Anyone who's read this site for any length of time knows how I feel about Christopher Hitchens -- and just about everyone understood once his cancer diagnosis was made public that it was only a matter of time before we had to say goodbye to him. Today, unfortunately, is that day.
There's an almost comical irony to the fact that I can't even begin to find the words to properly explain the indelible mark that Hitchens's brilliance, fearlessness, and all-around larger-than-life presence has left on the world around him over the last six decades -- the irony being that those very words would likely come easily to him, and did, right up to the end. He lived his life with a kind of conviction few of us could muster, turning an intellect so virgorous that one would normally imagine it as a cold and sterile instrument into a weapon of pure human passion. He regularly challenged the expectations and sensibilities of even his fiercest defenders, forcing them, as he did everyone else, to accept that the mark of a truly exceptional mind was the willingness to not simply break with conventional wisdom but to sometimes angrily turn against the opinions of your idols. Put simply: Hitchens never expected you to agree with him all the time, even if you were someone who admired the way his brain worked and reveled in his ability to bring that genius to the page; on the contrary, he'd probably think quite a bit less of you if you did.
Sometimes it felt like he argued simply for the sake of arguing, but he was never some grotesque and gratuitous provocateur, pushing buttons in the hope of drawing attention that would be its own reward; his militant intelligence, scalpel wit and irrepressible tongue never felt self-serving. What Hitch was doing -- always doing -- was flexing a muscle so fucking powerful that, like the many other unabashedly human impulses he exhibited, not even he himself could completely control it.
In the end, Christopher Hitchens was something few of us can claim to be -- a completely honest man. Honest in his beliefs. His faults. His vices. Intellectually honest. And what he may be remembered best for: honest in his willingness to voraciously live the one and only life he knew he had.

Records provided >>

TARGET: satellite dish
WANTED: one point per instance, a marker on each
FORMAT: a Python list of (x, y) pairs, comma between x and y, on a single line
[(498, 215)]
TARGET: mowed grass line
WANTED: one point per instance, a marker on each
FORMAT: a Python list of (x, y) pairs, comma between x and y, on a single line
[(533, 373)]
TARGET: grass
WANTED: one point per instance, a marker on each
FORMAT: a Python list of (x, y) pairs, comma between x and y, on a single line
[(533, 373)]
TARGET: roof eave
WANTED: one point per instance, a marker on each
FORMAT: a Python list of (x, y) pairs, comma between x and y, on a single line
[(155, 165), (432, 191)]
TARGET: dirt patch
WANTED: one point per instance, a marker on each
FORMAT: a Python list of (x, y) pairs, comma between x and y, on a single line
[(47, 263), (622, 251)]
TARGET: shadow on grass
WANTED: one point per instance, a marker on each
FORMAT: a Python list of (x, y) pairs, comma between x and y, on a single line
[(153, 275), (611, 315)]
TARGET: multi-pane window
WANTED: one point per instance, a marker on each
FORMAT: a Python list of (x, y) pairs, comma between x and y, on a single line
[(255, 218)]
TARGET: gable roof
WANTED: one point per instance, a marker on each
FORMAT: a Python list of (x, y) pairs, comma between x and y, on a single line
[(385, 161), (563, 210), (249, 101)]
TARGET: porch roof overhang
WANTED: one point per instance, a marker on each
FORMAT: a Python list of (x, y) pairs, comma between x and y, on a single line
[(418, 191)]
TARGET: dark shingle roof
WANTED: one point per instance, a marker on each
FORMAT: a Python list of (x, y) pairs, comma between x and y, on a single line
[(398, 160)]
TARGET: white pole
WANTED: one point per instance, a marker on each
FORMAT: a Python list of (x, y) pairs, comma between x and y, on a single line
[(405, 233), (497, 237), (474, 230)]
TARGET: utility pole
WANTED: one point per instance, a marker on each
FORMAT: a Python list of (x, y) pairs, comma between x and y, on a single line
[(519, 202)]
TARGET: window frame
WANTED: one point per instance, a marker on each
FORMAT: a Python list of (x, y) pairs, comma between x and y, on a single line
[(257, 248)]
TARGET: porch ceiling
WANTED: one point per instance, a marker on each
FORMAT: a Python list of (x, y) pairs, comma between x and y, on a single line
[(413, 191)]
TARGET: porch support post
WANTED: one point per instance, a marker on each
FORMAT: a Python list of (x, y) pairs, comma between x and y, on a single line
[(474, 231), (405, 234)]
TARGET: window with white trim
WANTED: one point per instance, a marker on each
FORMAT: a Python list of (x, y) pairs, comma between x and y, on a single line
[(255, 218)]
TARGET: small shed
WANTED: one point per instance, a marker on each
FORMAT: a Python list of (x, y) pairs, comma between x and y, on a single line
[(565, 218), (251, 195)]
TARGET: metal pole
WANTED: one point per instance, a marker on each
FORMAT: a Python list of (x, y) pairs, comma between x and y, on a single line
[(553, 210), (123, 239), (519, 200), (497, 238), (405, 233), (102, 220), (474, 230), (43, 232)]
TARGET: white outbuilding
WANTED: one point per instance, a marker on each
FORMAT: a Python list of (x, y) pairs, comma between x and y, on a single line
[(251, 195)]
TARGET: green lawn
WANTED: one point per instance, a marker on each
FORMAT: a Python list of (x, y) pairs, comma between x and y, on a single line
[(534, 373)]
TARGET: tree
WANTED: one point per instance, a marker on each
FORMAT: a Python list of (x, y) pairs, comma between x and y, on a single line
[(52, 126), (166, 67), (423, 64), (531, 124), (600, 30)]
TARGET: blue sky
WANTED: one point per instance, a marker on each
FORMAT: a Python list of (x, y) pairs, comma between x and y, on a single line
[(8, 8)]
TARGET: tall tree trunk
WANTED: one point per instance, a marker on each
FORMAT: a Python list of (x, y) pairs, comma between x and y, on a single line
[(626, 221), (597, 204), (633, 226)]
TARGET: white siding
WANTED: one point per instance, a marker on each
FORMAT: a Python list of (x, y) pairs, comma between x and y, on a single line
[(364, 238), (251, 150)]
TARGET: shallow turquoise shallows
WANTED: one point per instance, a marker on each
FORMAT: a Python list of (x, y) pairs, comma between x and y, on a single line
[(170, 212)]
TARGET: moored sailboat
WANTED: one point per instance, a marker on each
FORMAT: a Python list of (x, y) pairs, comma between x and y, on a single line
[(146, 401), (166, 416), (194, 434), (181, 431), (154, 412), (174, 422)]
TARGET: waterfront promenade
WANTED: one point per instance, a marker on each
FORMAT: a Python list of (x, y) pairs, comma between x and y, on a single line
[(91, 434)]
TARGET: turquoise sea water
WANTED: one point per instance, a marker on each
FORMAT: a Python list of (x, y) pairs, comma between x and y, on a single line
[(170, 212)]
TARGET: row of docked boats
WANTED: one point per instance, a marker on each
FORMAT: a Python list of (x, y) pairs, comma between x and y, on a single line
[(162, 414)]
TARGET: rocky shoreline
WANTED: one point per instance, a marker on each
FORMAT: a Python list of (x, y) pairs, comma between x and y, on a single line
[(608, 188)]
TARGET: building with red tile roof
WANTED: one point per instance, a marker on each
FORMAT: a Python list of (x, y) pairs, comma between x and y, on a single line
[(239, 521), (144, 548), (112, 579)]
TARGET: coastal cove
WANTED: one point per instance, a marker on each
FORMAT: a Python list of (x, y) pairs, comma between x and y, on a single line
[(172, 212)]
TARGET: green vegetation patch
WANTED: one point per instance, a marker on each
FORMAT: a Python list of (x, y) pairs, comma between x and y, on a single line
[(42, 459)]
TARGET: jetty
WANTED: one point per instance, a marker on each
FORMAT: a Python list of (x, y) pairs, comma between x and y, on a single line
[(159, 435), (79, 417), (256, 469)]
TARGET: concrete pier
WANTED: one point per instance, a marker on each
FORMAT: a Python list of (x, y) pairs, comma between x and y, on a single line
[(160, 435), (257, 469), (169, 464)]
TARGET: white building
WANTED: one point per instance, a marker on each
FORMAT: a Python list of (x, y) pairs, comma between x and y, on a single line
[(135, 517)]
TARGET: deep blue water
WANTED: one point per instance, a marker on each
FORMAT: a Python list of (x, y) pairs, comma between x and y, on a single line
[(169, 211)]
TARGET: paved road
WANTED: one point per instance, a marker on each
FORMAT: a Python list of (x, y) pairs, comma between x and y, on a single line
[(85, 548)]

What to do >> Reproduce the tribute to Christopher Hitchens word for word, everything from "Sometimes it felt" down to "completely control it.".

Answer to the exercise >>
Sometimes it felt like he argued simply for the sake of arguing, but he was never some grotesque and gratuitous provocateur, pushing buttons in the hope of drawing attention that would be its own reward; his militant intelligence, scalpel wit and irrepressible tongue never felt self-serving. What Hitch was doing -- always doing -- was flexing a muscle so fucking powerful that, like the many other unabashedly human impulses he exhibited, not even he himself could completely control it.